◆ **EXCERPTED PASSAGE**
The Sandler Sales Team - Success in Sales

(Originally published in the September 2012 issue of the Nova Scotia Business Journal)

I was 16 when my parents Eldon and Anne MacKeigan started Sandler Training Nova Scotia. Over the years, I’ve had the joy of experiencing many aspects of the sales business while sitting in on sessions during school breaks, becoming a President’s Club member in my first sales role, and joining the company in 2009.

In celebration of Sandler Nova Scotia’s 10th anniversary this year, I wanted to share some of the most impactful lessons I’ve learned — lessons I believe are key to individual and company “success in sales”.

• Never assume someone isn’t suited to be a salesperson: Some of the greatest salespeople I’ve encountered were the most unsuspecting individuals you’d ever meet. When I first got into the business I met a quiet technician who had just moved into the sales department and began his career in business development. No one would have guessed that this unassuming guy would turn out to be one of the top salespeople his company ever had; in fact, the first to sell over $1 million in a year. He wasn’t chatty, he wasn’t particularly outgoing — all the things you would normally assume a salesperson would be. What he did have was professionalism, ambition and a system. He had a process for selling. When you have a process, there are no limits to what you can achieve.

Excerpts from point annotation data
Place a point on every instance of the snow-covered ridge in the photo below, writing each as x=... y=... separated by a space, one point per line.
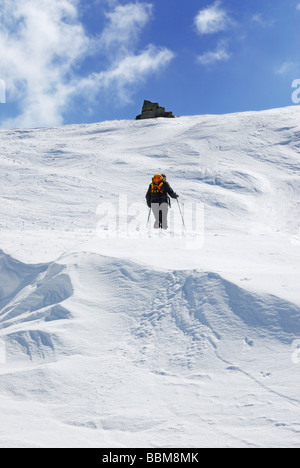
x=132 y=342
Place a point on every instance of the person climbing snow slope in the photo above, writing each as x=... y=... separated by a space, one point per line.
x=158 y=199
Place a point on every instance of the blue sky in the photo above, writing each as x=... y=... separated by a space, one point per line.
x=74 y=61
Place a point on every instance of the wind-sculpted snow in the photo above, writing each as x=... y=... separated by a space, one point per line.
x=30 y=296
x=151 y=341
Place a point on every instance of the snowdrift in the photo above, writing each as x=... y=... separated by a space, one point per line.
x=142 y=342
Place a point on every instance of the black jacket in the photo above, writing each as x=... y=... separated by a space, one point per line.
x=160 y=197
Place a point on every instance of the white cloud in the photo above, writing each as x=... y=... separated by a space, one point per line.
x=212 y=19
x=125 y=24
x=258 y=19
x=212 y=57
x=129 y=71
x=43 y=43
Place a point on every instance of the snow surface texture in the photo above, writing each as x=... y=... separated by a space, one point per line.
x=116 y=342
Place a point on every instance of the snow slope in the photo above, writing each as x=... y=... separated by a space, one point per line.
x=145 y=342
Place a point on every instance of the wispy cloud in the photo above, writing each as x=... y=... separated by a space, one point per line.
x=125 y=23
x=258 y=19
x=212 y=57
x=212 y=19
x=43 y=44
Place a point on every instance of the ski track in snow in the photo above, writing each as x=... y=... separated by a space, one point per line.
x=144 y=342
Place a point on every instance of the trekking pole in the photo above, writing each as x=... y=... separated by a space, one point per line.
x=181 y=214
x=148 y=217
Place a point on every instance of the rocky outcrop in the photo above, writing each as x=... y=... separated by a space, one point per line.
x=152 y=110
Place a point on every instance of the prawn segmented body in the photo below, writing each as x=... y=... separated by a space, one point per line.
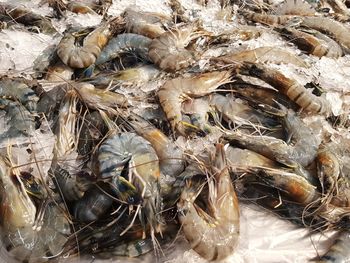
x=314 y=43
x=295 y=91
x=168 y=51
x=130 y=151
x=173 y=92
x=264 y=55
x=146 y=23
x=213 y=233
x=86 y=55
x=127 y=42
x=335 y=29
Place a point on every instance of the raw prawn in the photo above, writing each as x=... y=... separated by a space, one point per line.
x=100 y=99
x=127 y=42
x=130 y=151
x=168 y=51
x=212 y=233
x=173 y=92
x=263 y=55
x=335 y=29
x=272 y=20
x=19 y=91
x=170 y=156
x=146 y=23
x=295 y=91
x=304 y=148
x=314 y=43
x=86 y=55
x=339 y=251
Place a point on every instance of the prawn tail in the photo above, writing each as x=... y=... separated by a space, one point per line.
x=126 y=191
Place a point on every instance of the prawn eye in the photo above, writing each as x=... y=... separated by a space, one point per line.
x=135 y=200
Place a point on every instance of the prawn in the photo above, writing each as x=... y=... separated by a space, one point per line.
x=100 y=99
x=264 y=55
x=122 y=43
x=67 y=185
x=59 y=73
x=93 y=205
x=213 y=233
x=173 y=92
x=304 y=148
x=66 y=129
x=17 y=214
x=168 y=51
x=20 y=234
x=129 y=151
x=86 y=55
x=295 y=91
x=240 y=114
x=339 y=251
x=314 y=43
x=328 y=171
x=293 y=185
x=259 y=95
x=266 y=19
x=146 y=23
x=170 y=156
x=19 y=91
x=25 y=16
x=20 y=122
x=132 y=76
x=335 y=29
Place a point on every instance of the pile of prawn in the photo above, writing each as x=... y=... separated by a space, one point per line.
x=115 y=179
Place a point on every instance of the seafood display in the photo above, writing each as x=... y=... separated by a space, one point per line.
x=145 y=125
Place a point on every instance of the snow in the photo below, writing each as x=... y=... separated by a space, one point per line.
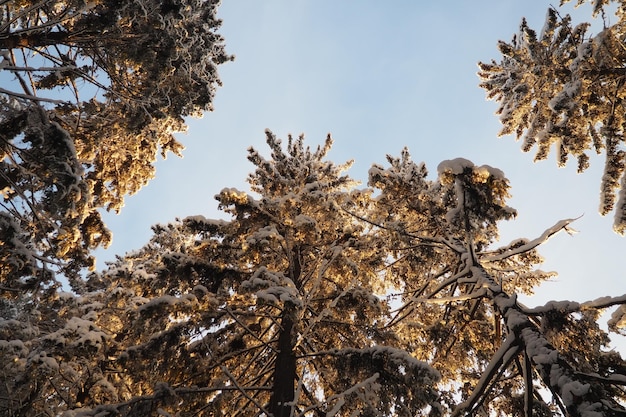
x=454 y=166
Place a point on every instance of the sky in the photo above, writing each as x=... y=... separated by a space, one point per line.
x=379 y=76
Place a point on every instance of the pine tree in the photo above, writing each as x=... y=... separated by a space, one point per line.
x=319 y=298
x=564 y=88
x=459 y=310
x=97 y=90
x=278 y=310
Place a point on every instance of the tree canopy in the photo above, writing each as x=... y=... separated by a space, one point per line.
x=564 y=88
x=99 y=88
x=313 y=295
x=317 y=297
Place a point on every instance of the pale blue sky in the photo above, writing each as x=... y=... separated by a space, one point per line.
x=379 y=76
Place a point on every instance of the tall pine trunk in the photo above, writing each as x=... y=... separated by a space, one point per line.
x=284 y=370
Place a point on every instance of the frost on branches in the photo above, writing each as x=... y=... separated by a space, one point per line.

◆ **ACTIONS TO TAKE**
- a) Reproduce part of the article on sales lessons, beginning at the words "The Sandler Sales" and stopping after the words "company in 2009.".
- b) Write what comes next in the article on sales lessons, starting after its last sentence.

◆ **ANSWERS TO EACH TASK**
- a)
The Sandler Sales Team - Success in Sales

(Originally published in the September 2012 issue of the Nova Scotia Business Journal)

I was 16 when my parents Eldon and Anne MacKeigan started Sandler Training Nova Scotia. Over the years, I’ve had the joy of experiencing many aspects of the sales business while sitting in on sessions during school breaks, becoming a President’s Club member in my first sales role, and joining the company in 2009.

- b)
• Abide by “Ancora Imparo”: This means “I am still learning” in Latin, and it’s on a plaque that hangs by the door as you enter the Sandler Training centre. Everyone has room for improvement. There are always new things to learn, new advancements and changes in the marketplace to educate yourself about. Whether you’ve been in sales for two months or 20 years, if you believe you know everything, you’re standing in the way of your own success.

• Focus on speaking the “same language”: The most successful companies I have encountered are those that speak the same language. All departments recognize what the others’ objectives and goals are. They use the same systems and everyone understands how business is brought in and nurtured. Whenever I run into businesses that tell me they’re struggling, it’s often because each department works independently and is unaware of the systems in other departments. When management, accounting, marketing, sales, operations and customer service are focused on increasing top line revenue and live in a sales-focused culture, success is inevitable.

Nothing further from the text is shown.